What is required:
Copy out the rows from the line that contains "girl and report the position of each." through the line that contains "(1193, 462)", putting "front wheel" in place of "walker wheel" and leaving everything else unchanged.

Records provided:
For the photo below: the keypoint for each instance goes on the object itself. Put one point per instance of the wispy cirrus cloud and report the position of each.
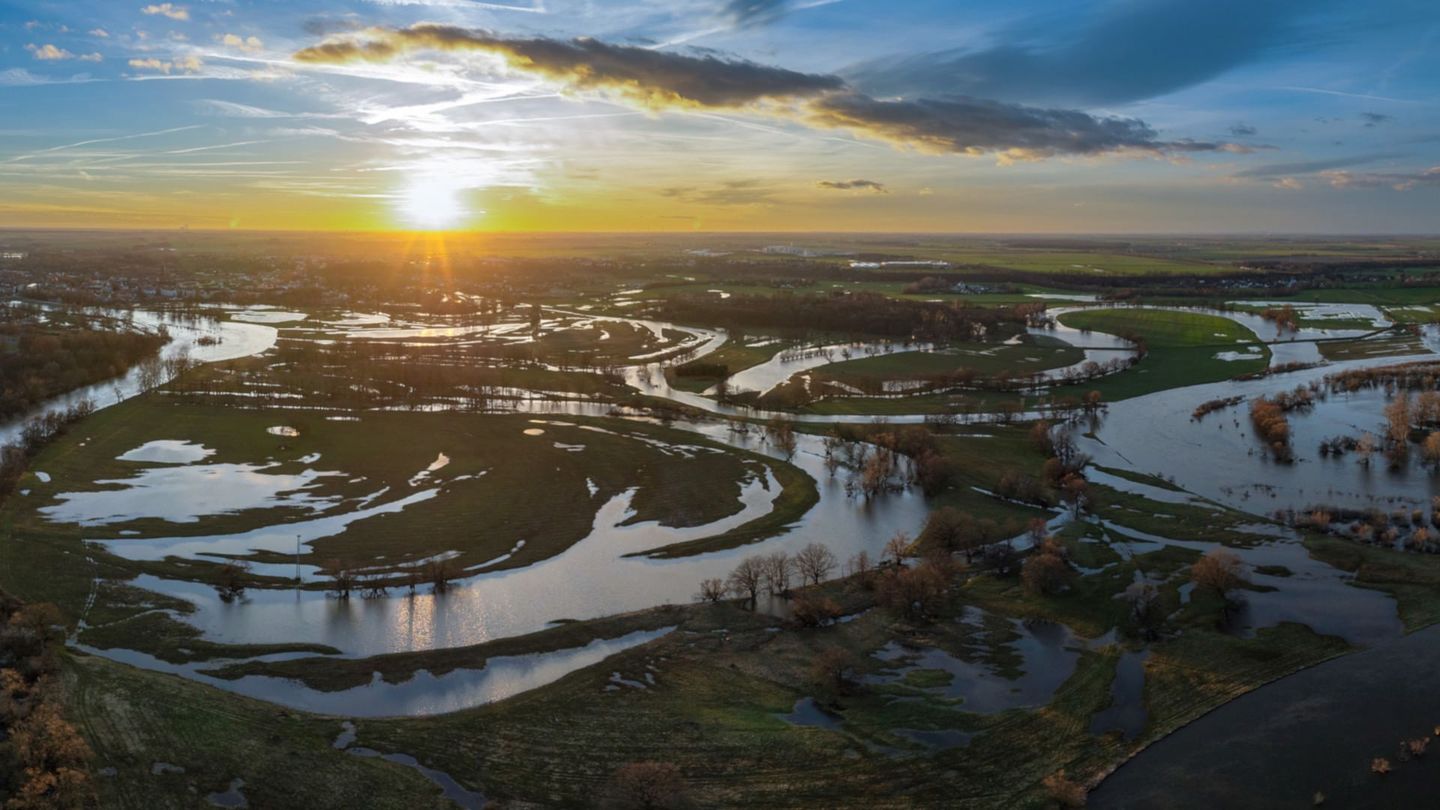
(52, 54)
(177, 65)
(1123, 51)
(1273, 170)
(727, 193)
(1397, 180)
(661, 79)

---

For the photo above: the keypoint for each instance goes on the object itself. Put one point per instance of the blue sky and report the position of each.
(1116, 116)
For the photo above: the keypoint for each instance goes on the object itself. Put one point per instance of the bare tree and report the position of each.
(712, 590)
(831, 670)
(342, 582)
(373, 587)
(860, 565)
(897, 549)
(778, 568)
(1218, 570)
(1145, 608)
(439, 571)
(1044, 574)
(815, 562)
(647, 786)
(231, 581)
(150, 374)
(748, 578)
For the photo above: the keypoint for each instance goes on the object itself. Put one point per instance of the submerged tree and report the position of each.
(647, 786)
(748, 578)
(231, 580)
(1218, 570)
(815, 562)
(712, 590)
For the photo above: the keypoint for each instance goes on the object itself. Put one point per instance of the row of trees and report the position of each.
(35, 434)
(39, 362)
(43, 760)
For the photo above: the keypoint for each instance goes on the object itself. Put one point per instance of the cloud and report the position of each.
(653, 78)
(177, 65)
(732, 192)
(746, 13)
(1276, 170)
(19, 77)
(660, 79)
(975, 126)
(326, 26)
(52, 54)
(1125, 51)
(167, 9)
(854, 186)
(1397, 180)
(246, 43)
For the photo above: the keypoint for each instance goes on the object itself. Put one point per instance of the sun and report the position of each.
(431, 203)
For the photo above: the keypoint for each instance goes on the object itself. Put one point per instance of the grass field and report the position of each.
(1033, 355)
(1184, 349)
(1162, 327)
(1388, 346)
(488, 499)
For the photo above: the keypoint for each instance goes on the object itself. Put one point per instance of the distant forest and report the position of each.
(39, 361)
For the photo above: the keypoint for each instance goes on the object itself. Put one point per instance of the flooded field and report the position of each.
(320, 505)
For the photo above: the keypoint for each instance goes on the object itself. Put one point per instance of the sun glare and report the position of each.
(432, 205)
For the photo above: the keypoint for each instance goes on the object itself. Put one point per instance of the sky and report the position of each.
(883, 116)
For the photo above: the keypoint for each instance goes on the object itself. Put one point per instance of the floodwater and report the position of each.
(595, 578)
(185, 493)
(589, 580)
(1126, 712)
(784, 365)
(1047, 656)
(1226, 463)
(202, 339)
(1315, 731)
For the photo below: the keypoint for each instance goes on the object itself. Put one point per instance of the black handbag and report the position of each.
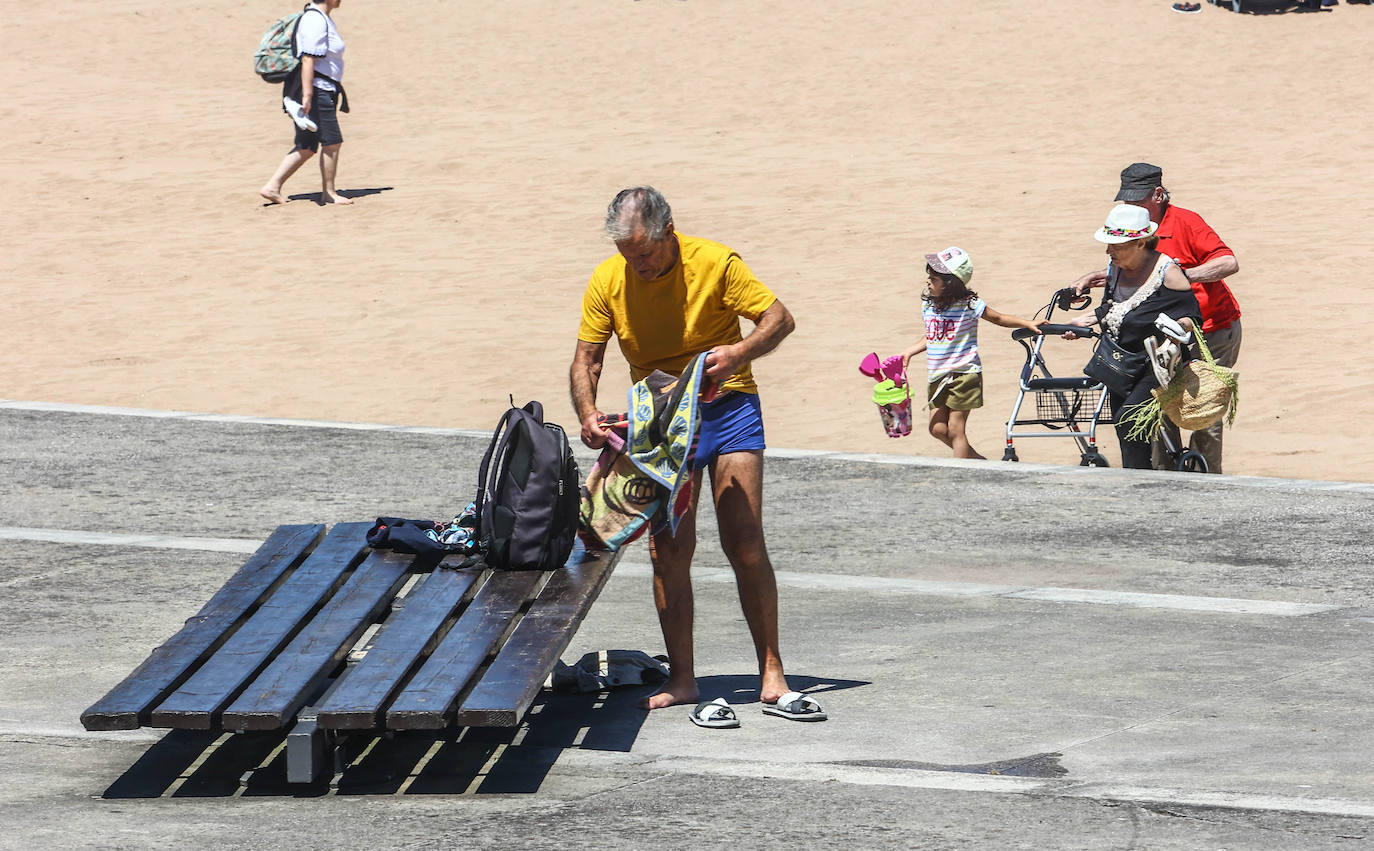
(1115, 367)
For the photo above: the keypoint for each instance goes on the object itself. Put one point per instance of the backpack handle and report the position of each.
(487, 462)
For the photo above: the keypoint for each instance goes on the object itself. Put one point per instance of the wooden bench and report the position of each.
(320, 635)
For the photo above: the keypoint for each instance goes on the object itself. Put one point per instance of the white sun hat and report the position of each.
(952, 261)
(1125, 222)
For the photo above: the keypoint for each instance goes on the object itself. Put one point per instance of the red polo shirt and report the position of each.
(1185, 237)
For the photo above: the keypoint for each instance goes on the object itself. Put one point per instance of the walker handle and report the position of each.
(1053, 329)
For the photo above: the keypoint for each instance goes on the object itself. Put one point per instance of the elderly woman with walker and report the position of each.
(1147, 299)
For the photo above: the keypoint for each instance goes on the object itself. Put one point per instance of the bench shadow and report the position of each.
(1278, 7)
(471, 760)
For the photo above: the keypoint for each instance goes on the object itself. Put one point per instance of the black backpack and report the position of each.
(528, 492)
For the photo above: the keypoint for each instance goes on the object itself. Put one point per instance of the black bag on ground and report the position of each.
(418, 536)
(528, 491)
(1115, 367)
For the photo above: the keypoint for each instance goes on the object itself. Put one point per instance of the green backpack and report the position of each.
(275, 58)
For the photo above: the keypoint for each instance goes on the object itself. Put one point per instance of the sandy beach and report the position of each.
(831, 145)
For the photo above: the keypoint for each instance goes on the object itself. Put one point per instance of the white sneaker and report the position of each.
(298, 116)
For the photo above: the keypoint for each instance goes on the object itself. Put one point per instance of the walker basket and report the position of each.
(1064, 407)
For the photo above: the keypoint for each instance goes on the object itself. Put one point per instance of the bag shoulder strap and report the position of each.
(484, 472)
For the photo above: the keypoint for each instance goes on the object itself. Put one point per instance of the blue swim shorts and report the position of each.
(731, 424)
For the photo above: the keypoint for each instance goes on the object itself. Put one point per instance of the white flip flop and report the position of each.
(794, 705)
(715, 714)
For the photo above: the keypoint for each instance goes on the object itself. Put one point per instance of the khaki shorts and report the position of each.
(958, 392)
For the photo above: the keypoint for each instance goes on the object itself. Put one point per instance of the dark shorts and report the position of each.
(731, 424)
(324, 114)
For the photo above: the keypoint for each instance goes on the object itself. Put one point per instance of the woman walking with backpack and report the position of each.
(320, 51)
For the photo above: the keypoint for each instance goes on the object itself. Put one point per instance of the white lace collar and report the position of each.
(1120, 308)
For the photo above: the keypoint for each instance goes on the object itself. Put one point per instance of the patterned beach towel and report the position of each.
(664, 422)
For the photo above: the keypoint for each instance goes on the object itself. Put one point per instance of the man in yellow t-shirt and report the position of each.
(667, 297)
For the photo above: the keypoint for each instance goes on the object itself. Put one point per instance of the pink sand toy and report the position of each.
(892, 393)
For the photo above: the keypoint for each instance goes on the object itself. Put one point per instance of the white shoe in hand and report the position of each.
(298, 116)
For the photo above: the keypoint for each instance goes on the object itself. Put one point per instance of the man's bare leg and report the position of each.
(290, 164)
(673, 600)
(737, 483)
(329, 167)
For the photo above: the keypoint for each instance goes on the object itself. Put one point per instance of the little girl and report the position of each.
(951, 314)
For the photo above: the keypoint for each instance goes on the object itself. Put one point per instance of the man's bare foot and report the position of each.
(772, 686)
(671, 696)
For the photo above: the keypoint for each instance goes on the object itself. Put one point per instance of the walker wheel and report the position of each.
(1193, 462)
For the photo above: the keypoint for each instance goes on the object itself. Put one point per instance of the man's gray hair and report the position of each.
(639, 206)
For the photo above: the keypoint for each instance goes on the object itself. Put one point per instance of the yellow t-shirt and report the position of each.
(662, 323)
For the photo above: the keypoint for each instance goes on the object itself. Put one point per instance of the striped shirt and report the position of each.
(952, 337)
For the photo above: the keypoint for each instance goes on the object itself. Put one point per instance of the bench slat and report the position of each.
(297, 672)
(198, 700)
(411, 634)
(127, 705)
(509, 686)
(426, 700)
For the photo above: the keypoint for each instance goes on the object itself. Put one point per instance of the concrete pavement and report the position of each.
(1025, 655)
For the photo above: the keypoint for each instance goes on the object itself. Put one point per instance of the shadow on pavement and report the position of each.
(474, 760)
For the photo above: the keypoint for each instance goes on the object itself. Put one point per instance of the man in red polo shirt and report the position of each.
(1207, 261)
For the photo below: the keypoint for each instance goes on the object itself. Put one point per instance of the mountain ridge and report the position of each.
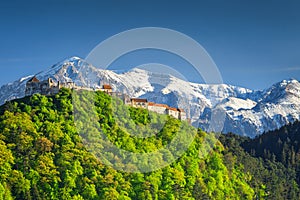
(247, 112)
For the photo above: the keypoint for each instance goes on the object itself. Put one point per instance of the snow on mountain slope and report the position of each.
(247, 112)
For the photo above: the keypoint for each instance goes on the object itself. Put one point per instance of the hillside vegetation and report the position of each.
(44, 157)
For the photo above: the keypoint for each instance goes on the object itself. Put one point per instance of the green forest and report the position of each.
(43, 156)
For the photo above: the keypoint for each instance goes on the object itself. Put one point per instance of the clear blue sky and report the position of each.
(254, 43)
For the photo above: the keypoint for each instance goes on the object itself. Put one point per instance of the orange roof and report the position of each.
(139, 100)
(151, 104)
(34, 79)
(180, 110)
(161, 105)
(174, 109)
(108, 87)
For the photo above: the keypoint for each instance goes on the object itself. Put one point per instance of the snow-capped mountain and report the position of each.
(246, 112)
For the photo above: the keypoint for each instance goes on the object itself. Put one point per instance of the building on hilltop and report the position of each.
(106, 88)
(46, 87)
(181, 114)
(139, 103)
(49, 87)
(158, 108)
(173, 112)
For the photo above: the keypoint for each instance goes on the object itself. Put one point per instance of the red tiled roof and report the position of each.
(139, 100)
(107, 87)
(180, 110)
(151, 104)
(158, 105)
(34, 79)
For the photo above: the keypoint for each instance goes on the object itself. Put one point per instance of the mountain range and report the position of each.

Correct output:
For the photo above: the keypoint for each instance goes on the object itself. Put one point per instance of the little girl and report the position of each.
(951, 314)
For the photo above: the keypoint for each instance goes on the object itself. Put one point per instance of the man's bare foot and report the position of each.
(772, 686)
(671, 696)
For the photo above: the keypoint for each instance goes on the object itself. Put one point per instance of the front wheel and report the position of each.
(1193, 462)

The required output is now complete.